TASK DETAILS: Repeat exactly, please, the opening lines of the data below, through and including the line where "TARGET: curb stone" sits.

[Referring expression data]
* * * * * * * * *

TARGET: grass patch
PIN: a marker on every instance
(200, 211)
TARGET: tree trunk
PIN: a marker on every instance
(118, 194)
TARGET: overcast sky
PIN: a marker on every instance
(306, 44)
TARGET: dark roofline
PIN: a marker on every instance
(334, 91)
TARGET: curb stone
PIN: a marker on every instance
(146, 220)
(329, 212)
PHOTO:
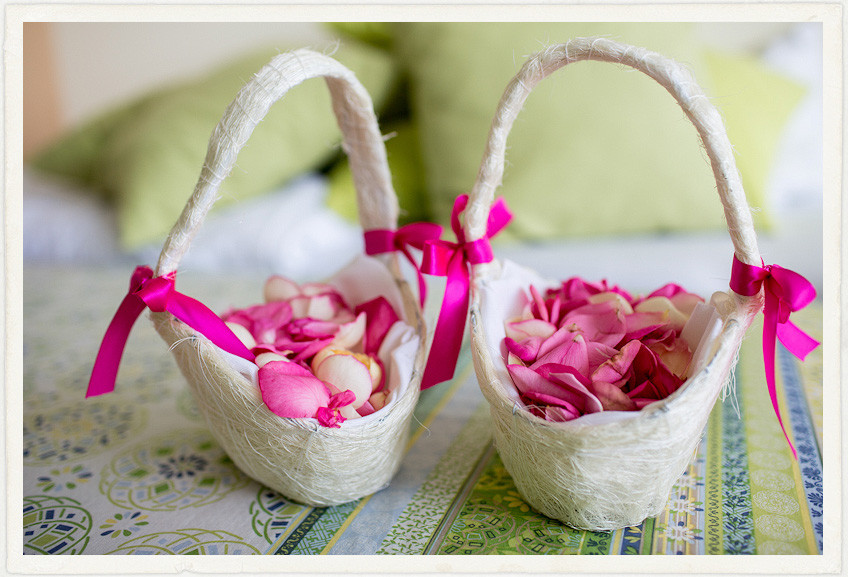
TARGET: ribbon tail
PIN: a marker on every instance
(769, 337)
(199, 317)
(105, 370)
(450, 328)
(795, 340)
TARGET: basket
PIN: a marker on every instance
(306, 462)
(613, 472)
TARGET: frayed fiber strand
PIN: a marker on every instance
(615, 474)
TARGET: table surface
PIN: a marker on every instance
(137, 472)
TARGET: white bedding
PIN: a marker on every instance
(291, 231)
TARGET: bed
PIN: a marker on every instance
(137, 472)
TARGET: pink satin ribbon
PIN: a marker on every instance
(785, 292)
(452, 260)
(157, 294)
(414, 235)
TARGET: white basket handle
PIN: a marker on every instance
(673, 77)
(378, 206)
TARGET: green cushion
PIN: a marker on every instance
(597, 149)
(146, 157)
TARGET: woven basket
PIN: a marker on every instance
(616, 473)
(302, 460)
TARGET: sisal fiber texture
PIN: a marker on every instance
(302, 460)
(613, 474)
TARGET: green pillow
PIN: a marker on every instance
(597, 149)
(146, 157)
(404, 156)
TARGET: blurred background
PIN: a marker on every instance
(602, 165)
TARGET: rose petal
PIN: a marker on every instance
(312, 348)
(520, 330)
(263, 359)
(312, 289)
(598, 354)
(365, 409)
(378, 400)
(639, 325)
(559, 414)
(619, 301)
(241, 332)
(291, 391)
(526, 350)
(380, 317)
(618, 369)
(329, 418)
(346, 372)
(540, 310)
(350, 334)
(601, 322)
(686, 302)
(675, 318)
(612, 398)
(555, 381)
(572, 353)
(551, 400)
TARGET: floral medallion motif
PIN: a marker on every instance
(55, 526)
(272, 514)
(185, 468)
(79, 430)
(123, 524)
(186, 542)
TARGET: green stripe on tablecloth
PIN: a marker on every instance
(322, 531)
(781, 523)
(713, 534)
(414, 528)
(494, 519)
(738, 525)
(679, 528)
(300, 531)
(647, 536)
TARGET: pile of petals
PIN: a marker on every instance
(317, 356)
(589, 347)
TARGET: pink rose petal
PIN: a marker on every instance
(618, 369)
(573, 353)
(638, 325)
(556, 381)
(350, 334)
(540, 310)
(289, 390)
(519, 330)
(560, 414)
(612, 398)
(346, 372)
(526, 350)
(280, 288)
(380, 318)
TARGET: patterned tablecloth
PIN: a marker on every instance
(137, 472)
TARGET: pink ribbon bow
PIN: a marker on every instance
(414, 235)
(452, 260)
(157, 294)
(785, 292)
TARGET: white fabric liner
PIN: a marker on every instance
(364, 279)
(503, 295)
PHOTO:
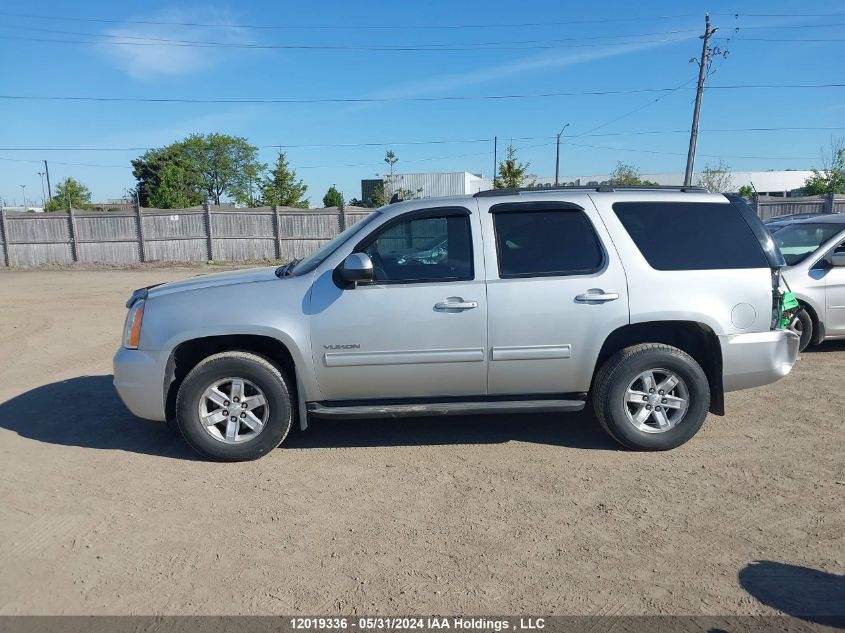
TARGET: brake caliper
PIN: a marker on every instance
(789, 308)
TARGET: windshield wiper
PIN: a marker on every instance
(286, 269)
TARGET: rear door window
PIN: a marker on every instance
(543, 239)
(691, 235)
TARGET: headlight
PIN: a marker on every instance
(132, 328)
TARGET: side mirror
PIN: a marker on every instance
(357, 268)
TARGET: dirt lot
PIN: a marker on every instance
(105, 513)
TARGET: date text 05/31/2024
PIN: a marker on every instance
(415, 623)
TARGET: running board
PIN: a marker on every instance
(357, 412)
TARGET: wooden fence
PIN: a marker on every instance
(221, 233)
(769, 207)
(177, 235)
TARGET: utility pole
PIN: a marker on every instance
(557, 156)
(495, 159)
(43, 194)
(702, 75)
(49, 190)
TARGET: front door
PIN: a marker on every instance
(835, 298)
(555, 291)
(420, 329)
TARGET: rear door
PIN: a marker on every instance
(555, 290)
(835, 298)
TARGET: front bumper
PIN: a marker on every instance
(139, 377)
(756, 359)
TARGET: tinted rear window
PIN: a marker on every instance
(691, 235)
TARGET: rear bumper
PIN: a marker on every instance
(756, 359)
(139, 378)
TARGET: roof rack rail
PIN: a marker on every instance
(600, 188)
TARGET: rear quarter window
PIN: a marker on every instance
(691, 235)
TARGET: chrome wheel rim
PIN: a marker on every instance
(656, 401)
(233, 410)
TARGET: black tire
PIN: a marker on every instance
(244, 365)
(803, 325)
(621, 369)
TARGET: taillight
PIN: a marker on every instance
(132, 329)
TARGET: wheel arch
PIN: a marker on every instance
(818, 326)
(695, 338)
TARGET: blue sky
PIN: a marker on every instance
(534, 48)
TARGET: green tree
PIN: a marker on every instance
(746, 191)
(282, 188)
(629, 175)
(333, 198)
(70, 193)
(178, 188)
(831, 177)
(198, 168)
(716, 178)
(511, 171)
(226, 165)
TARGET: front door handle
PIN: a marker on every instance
(456, 304)
(596, 295)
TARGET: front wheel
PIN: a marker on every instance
(651, 397)
(234, 406)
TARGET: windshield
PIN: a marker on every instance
(319, 256)
(798, 241)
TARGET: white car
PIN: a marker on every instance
(814, 251)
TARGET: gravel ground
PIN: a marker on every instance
(103, 513)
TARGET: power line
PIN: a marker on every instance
(659, 153)
(637, 109)
(25, 160)
(411, 99)
(390, 27)
(802, 40)
(431, 142)
(336, 47)
(149, 40)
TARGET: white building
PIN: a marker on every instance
(771, 183)
(430, 185)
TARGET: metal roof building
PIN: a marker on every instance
(431, 185)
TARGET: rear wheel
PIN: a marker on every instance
(803, 326)
(651, 397)
(234, 406)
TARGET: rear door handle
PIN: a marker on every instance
(596, 296)
(455, 303)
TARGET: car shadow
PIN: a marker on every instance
(802, 592)
(572, 430)
(87, 412)
(827, 346)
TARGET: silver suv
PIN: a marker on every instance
(650, 302)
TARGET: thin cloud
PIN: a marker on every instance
(151, 60)
(546, 61)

* * * * * * * * *

EXERCISE ANSWER:
TARGET: grass patch
PIN: a marker on every instance
(200, 211)
TARGET: tree trunk
PIN: a marker on every instance
(118, 194)
TARGET: overcast sky
PIN: a marker on every instance
(306, 44)
TARGET: dark roofline
PIN: a marker on every instance
(334, 91)
TARGET: curb stone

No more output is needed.